▶ [DOCUMENT SECTION]:
__________________________________________________

This reinforces the region’s shift towards international markets and reflects the global orientation of its strong aerospace cluster. In total, the West of England generated £9.5 billion in exports in 2022, maintaining a significant trade surplus in sharp contrast with the UK’s £44.1 billion trade deficit.

Despite the West of England’s annual growth rate significantly exceeding the national average since 2008, its progress has inevitably been shaped by a broad period of subdued growth and uncertainty in the UK. This national backdrop helps to explain the caution reflected in current business sentiment. It also underscores why regional strengths alone have not translated into the levels of productivity and investment needed for truly inclusive and sustainable long-term growth in the region.

Crucially, the West of England’s ability to translate its strengths into inclusive and sustainable growth is hindered by deep-rooted structural and investment challenges. Pressures on housing affordability, congested and unreliable transport networks, uneven digital connectivity and limited higher-level skills provision outside major urban centres are constraining productivity, restricting labour mobility and widening inequalities.

__________________________________________________

[Extracted records]
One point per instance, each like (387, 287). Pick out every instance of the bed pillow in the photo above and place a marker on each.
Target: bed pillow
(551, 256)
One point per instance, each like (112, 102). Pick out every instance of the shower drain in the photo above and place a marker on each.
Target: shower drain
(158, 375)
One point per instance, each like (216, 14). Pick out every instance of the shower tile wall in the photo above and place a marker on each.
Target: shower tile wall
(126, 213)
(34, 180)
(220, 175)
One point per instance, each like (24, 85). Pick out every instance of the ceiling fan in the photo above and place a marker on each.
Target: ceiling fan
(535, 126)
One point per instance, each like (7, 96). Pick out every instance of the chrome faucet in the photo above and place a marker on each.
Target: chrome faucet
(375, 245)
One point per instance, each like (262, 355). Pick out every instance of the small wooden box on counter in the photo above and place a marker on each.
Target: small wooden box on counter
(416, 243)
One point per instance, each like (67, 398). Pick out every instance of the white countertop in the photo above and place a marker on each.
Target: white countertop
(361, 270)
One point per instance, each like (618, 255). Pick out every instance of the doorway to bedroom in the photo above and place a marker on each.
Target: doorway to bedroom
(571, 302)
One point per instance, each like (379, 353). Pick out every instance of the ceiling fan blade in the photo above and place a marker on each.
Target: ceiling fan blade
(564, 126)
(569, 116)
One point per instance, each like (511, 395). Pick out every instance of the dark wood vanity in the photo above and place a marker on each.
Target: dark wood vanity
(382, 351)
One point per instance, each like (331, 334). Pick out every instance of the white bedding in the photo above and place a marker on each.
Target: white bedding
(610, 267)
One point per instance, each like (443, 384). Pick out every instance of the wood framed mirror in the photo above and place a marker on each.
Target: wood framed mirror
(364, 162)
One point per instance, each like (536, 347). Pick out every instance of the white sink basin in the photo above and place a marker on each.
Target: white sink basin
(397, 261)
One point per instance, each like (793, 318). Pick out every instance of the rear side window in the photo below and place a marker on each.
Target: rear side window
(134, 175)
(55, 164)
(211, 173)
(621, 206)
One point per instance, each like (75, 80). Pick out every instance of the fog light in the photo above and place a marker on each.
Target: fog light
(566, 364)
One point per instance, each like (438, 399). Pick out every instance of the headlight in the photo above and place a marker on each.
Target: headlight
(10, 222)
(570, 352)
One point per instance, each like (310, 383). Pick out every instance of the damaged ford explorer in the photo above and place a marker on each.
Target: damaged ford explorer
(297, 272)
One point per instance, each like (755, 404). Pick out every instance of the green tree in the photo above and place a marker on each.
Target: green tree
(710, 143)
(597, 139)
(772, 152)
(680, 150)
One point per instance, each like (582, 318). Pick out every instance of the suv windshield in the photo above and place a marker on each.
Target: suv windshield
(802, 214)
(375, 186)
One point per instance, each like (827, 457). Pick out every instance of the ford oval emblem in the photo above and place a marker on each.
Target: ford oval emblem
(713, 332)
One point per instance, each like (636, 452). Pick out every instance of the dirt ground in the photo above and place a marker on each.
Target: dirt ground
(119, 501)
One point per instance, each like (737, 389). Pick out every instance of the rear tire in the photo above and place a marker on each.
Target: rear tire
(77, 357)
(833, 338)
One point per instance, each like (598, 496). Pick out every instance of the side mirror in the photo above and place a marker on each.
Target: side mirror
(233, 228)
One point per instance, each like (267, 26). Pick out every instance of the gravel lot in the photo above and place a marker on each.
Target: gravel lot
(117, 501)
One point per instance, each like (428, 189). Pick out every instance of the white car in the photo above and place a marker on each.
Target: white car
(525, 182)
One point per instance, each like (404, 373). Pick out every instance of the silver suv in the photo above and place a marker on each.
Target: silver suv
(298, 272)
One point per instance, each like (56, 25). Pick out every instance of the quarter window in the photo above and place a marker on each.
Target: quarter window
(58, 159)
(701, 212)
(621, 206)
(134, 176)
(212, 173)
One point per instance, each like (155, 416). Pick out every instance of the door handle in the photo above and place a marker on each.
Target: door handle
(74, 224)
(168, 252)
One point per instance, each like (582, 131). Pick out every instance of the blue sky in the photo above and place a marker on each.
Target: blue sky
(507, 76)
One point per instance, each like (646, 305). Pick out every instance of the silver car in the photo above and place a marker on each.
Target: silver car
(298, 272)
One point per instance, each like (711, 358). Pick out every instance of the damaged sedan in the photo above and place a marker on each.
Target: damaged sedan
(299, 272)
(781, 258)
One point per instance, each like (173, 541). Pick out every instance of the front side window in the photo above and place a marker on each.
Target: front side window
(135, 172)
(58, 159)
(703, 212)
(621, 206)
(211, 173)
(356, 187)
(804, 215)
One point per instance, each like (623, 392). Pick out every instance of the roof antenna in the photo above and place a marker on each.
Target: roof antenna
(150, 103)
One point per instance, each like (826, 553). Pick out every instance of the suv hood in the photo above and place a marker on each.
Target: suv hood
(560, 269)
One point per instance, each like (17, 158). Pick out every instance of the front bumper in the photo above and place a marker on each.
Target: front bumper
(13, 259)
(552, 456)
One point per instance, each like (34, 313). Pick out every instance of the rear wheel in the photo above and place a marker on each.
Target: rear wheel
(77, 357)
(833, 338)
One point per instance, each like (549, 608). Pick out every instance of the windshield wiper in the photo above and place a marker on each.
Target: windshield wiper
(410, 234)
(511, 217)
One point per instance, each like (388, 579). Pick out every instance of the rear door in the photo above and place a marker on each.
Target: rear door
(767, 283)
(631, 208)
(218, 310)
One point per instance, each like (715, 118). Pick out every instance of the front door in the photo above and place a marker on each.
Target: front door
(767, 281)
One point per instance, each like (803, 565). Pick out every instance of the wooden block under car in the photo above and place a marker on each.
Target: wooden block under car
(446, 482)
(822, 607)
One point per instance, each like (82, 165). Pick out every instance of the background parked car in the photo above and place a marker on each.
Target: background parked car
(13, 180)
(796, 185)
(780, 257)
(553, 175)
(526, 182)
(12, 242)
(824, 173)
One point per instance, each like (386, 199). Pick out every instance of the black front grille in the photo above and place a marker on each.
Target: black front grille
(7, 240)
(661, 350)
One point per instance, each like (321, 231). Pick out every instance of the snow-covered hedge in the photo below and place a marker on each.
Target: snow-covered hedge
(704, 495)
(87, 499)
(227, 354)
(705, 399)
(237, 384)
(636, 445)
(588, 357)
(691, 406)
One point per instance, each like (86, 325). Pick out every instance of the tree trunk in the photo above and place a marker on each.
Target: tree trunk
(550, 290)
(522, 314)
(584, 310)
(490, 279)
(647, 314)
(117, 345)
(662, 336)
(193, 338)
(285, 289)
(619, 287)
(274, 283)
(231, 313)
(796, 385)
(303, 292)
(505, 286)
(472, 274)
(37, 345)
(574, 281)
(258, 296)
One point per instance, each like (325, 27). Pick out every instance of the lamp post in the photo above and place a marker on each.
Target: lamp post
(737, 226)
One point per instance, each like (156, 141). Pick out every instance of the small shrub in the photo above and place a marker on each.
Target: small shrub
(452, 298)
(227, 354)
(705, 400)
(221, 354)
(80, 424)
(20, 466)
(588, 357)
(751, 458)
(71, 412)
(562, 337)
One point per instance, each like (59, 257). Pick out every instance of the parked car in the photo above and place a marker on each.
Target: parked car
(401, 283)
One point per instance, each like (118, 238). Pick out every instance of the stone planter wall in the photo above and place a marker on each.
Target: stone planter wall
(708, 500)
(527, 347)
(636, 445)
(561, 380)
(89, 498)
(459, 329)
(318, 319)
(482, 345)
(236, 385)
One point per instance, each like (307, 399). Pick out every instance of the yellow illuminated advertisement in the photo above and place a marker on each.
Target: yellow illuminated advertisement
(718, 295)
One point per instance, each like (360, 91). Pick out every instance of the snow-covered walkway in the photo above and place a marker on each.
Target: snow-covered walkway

__________________________________________________

▶ [EXERCISE TASK]: Reproduce the passage on the West of England's economy between "Despite the West" and "in the region.", inclusive. The extracted records play no part in this work.

▶ [SOLUTION FOR THIS EXERCISE]:
Despite the West of England’s annual growth rate significantly exceeding the national average since 2008, its progress has inevitably been shaped by a broad period of subdued growth and uncertainty in the UK. This national backdrop helps to explain the caution reflected in current business sentiment. It also underscores why regional strengths alone have not translated into the levels of productivity and investment needed for truly inclusive and sustainable long-term growth in the region.